## Task requirements:
Convert the records starting at the line containing "[locate] player's hand" and ending at the end of the records into a two-column CSV with the headers instruction and output. Give one row per record, with its text and its answer each in a single quoted field and any line breaks replaced by spaces.

* start Task material *

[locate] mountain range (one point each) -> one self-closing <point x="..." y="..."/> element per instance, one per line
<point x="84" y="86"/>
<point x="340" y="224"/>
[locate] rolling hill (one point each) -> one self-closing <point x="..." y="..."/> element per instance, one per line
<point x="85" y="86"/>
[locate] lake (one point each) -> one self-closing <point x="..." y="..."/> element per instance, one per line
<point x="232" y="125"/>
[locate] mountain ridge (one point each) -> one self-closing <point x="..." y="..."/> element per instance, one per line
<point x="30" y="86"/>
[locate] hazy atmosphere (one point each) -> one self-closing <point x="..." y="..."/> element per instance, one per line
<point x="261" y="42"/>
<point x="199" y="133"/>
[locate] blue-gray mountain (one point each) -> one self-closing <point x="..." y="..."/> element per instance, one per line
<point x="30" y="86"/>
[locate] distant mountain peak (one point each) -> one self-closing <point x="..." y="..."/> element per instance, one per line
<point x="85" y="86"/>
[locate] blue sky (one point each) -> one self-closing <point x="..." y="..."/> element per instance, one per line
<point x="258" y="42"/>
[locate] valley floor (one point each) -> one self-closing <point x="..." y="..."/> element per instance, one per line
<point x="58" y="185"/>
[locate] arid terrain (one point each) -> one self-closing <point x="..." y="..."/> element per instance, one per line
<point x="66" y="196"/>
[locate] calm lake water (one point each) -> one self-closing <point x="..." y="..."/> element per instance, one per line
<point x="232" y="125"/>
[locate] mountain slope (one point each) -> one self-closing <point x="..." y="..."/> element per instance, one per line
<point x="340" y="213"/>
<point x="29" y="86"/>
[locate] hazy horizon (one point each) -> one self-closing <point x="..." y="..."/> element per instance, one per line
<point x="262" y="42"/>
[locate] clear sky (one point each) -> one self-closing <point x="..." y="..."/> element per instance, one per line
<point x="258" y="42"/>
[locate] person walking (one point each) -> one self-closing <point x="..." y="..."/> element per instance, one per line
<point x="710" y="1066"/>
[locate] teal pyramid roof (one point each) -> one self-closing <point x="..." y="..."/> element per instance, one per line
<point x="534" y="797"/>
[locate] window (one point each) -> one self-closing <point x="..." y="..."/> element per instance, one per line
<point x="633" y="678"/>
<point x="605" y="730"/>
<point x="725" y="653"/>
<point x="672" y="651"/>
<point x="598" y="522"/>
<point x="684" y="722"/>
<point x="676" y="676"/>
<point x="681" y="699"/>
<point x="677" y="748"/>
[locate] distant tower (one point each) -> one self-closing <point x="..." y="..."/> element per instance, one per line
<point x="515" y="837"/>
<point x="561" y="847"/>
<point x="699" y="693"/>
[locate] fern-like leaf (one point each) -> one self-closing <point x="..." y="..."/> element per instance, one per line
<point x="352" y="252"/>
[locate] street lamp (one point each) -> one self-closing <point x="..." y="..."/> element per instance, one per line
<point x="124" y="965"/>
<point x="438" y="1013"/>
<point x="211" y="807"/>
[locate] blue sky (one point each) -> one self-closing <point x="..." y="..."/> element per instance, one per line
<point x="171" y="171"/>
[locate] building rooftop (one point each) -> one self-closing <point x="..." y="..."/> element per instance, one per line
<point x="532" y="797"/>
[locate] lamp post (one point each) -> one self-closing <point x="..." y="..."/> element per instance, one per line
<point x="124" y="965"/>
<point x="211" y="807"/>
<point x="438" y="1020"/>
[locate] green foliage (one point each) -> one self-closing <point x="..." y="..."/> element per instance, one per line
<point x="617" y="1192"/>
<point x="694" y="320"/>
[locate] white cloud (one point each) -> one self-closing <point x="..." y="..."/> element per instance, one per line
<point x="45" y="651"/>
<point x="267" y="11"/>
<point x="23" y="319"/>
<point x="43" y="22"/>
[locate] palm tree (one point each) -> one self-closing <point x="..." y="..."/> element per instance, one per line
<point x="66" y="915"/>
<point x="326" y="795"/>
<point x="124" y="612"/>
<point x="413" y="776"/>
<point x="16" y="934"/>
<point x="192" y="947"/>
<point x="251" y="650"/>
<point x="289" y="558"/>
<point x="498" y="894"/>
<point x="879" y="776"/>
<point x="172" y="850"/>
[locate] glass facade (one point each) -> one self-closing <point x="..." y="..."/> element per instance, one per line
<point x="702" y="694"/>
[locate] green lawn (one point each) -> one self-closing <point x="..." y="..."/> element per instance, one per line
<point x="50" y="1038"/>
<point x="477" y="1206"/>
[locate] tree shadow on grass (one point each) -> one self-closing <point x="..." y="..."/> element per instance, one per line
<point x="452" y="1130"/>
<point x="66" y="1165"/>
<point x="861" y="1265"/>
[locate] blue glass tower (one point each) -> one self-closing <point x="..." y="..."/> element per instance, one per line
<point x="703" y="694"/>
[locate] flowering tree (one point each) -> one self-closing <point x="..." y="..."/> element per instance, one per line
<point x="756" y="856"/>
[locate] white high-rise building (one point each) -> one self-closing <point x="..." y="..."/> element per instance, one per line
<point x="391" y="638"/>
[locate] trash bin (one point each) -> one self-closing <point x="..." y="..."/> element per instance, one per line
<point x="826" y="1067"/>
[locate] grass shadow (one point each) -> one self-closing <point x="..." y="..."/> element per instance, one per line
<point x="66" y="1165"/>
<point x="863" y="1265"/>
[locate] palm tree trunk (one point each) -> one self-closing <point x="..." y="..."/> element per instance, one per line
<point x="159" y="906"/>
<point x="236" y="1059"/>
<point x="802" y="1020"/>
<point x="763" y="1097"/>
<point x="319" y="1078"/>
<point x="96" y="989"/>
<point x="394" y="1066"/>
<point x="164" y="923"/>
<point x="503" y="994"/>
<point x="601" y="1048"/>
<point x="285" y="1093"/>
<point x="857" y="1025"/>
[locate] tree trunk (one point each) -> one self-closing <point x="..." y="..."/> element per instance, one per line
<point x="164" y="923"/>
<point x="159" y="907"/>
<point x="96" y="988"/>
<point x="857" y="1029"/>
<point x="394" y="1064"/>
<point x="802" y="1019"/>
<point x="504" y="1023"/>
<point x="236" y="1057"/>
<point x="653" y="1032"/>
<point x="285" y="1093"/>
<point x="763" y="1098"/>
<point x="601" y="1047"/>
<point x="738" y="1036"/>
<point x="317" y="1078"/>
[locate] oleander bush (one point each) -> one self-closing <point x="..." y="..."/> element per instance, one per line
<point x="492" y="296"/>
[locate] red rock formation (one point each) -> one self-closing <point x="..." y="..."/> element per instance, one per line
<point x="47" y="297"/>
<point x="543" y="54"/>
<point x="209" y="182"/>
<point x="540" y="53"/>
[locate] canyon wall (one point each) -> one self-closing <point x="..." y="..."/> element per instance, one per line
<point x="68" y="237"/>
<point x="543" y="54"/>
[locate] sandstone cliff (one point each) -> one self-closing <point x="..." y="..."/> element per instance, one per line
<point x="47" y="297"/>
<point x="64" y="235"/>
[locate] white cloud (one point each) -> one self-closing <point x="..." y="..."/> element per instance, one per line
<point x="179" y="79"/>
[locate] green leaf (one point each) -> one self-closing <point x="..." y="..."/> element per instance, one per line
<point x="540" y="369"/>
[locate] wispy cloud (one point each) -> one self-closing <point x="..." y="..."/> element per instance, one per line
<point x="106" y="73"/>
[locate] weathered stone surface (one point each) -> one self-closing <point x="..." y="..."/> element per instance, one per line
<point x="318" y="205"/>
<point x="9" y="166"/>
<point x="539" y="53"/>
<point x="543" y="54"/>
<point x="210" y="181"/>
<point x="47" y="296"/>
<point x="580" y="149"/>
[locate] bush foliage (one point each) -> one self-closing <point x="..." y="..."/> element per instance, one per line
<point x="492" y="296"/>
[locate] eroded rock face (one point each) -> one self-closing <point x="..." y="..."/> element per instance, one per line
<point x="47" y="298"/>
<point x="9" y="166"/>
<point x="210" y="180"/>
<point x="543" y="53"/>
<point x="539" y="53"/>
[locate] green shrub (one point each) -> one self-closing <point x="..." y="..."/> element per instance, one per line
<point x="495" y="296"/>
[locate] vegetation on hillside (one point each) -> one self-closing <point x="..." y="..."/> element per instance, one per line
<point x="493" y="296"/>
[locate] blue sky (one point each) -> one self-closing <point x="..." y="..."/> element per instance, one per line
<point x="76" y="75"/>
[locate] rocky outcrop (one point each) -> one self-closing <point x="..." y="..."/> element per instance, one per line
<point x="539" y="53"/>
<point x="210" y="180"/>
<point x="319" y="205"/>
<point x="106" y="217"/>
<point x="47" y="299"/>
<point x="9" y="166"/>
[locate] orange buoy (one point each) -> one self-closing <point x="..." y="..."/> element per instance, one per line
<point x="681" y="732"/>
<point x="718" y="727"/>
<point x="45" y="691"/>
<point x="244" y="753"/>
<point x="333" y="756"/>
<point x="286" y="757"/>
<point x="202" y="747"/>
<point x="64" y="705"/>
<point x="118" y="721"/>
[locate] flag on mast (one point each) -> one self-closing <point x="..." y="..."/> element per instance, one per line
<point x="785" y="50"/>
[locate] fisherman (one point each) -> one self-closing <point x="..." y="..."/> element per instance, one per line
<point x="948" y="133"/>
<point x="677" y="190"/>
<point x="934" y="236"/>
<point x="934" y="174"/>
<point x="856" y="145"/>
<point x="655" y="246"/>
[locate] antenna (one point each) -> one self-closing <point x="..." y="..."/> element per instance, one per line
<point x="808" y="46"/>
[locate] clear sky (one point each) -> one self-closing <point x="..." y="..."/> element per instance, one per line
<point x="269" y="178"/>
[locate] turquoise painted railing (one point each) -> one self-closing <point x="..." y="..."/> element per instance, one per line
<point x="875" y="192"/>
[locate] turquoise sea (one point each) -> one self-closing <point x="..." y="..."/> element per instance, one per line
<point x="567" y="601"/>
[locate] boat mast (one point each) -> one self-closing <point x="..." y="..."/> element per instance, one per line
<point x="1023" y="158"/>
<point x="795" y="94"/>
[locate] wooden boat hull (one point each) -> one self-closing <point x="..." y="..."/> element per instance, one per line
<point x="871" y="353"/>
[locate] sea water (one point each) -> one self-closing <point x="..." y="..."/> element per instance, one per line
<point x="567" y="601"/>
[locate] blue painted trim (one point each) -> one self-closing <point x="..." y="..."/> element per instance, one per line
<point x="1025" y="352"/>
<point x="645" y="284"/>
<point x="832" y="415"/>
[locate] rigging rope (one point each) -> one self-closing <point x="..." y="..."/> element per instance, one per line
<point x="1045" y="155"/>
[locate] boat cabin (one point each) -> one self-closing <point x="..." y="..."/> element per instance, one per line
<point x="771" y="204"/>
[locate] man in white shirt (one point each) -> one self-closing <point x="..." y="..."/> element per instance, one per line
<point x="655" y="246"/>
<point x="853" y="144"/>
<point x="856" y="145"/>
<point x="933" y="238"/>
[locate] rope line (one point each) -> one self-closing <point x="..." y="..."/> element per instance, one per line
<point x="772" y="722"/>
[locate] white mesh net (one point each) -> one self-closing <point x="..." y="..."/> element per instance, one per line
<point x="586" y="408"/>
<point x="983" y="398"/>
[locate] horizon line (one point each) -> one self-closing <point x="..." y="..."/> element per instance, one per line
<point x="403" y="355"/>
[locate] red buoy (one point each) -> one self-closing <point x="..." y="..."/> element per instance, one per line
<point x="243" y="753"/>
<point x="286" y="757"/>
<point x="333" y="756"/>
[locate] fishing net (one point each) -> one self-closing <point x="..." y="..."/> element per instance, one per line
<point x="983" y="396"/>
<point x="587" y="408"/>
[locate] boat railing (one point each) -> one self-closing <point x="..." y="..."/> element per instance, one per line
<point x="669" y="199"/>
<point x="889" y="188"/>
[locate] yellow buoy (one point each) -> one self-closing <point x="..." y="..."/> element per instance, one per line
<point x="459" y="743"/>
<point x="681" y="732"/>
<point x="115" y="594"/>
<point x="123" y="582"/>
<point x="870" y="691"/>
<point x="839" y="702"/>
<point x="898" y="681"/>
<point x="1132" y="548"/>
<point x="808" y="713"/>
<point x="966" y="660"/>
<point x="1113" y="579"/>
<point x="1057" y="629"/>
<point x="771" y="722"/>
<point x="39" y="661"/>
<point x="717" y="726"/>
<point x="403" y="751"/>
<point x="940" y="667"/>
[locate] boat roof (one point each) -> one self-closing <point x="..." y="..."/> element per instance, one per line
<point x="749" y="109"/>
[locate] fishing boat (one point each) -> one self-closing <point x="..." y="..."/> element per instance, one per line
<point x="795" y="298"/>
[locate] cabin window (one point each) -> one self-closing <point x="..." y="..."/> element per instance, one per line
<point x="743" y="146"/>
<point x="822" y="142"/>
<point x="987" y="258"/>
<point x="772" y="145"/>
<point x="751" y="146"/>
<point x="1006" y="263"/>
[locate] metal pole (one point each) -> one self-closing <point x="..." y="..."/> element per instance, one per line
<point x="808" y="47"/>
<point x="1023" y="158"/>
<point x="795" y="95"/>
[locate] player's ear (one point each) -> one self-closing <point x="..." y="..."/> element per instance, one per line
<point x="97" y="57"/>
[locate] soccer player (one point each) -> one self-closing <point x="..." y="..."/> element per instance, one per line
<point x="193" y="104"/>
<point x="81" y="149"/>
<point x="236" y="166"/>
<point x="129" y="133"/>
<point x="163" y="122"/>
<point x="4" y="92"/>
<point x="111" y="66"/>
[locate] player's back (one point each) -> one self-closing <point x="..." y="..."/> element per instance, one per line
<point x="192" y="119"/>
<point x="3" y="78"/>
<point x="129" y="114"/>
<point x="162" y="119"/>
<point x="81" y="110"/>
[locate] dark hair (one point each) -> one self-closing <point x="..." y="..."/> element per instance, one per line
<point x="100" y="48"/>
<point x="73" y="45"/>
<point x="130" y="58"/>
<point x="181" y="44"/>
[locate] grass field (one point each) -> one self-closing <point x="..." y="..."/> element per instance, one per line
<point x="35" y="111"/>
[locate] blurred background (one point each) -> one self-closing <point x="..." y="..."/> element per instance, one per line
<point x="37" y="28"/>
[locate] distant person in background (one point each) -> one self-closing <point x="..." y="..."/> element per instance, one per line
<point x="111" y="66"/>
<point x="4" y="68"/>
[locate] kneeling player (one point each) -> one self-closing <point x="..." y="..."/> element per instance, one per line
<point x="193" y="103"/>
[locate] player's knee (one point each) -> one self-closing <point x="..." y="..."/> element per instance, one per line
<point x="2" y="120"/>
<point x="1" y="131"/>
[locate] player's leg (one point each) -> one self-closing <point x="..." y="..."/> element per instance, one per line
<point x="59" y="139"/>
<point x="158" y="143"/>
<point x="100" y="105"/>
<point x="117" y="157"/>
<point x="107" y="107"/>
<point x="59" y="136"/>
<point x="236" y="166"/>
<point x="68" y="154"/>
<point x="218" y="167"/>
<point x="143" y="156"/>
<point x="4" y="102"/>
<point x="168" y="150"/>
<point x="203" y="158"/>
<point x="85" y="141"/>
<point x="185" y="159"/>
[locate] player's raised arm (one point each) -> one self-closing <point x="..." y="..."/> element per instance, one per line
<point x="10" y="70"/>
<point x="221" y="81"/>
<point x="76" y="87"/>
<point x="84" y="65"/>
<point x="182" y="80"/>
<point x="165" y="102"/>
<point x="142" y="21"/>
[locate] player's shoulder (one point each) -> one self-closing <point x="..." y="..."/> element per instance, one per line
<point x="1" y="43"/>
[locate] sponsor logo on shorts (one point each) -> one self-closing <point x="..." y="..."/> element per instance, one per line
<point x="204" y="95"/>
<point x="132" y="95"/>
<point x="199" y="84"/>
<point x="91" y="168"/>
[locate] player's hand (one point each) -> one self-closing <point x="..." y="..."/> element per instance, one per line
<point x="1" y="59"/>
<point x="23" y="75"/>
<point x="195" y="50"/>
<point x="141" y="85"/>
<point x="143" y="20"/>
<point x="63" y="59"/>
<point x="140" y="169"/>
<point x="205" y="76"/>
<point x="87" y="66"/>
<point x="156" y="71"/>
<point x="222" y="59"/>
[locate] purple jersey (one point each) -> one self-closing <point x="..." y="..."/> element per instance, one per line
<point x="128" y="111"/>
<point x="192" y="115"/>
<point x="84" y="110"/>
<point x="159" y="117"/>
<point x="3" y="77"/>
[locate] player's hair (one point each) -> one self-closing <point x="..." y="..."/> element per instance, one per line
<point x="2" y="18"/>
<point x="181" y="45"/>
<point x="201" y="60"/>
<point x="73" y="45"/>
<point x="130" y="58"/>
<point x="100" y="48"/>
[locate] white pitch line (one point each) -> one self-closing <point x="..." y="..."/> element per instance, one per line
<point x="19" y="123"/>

* end Task material *

## Correct answer:
instruction,output
"[locate] player's hand (one point each) -> one self-closing <point x=""..."" y=""...""/> element per instance, one per line","<point x=""1"" y=""59""/> <point x=""23"" y=""75""/> <point x=""195"" y=""50""/> <point x=""141"" y=""85""/> <point x=""143"" y=""20""/> <point x=""63"" y=""59""/> <point x=""140"" y=""169""/> <point x=""205"" y=""76""/> <point x=""87"" y=""66""/> <point x=""156"" y=""71""/> <point x=""222"" y=""59""/>"
"[locate] purple jersey (one point each) -> one self-closing <point x=""..."" y=""...""/> element per instance, one per line","<point x=""128"" y=""111""/> <point x=""192"" y=""115""/> <point x=""84"" y=""110""/> <point x=""159"" y=""117""/> <point x=""3"" y=""77""/>"
"[locate] player's hair (one point each) -> one self-closing <point x=""..."" y=""...""/> element per instance, one per line","<point x=""2"" y=""18""/> <point x=""181"" y=""45""/> <point x=""201"" y=""60""/> <point x=""73"" y=""45""/> <point x=""130"" y=""58""/> <point x=""100"" y=""48""/>"
"[locate] white pitch line (one point each) -> one self-closing <point x=""..."" y=""...""/> element per instance, one per line","<point x=""19"" y=""123""/>"